Required work
Starting at the line with "Would you please place a dot on the fallen" in it, reproduce each line below through the last one, exactly, and include nothing else.
--- BEGIN Data extract ---
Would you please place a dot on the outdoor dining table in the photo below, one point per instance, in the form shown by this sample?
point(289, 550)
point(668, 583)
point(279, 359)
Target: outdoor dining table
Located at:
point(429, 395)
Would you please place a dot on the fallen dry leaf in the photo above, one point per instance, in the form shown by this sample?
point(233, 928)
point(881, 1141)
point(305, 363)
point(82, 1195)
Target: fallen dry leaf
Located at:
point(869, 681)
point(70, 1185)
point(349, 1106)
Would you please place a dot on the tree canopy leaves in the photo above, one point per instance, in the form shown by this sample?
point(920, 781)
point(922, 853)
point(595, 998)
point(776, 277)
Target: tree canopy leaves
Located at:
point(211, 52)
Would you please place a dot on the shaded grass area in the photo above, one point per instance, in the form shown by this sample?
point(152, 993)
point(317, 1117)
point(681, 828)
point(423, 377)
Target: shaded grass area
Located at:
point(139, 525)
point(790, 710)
--- END Data extract ---
Correct output
Would you please place a dot on the fallen dry leaf in the photo above, one point per instance, in the form shown by this sample?
point(233, 928)
point(881, 1141)
point(305, 363)
point(82, 1195)
Target: fallen dry leaf
Located at:
point(869, 681)
point(70, 1185)
point(349, 1106)
Would you please place a dot on the tree canopy leaves in the photo above, one point per instance, in the form shown by this sample?
point(920, 781)
point(922, 853)
point(595, 998)
point(776, 277)
Target: tree canopy leaves
Located at:
point(211, 52)
Would you please place a dot on the shaded grass area in the photo above, one point per instance, in the form shown by this sample?
point(152, 993)
point(317, 1117)
point(681, 828)
point(423, 377)
Target: shaded grass area
Located at:
point(139, 525)
point(790, 710)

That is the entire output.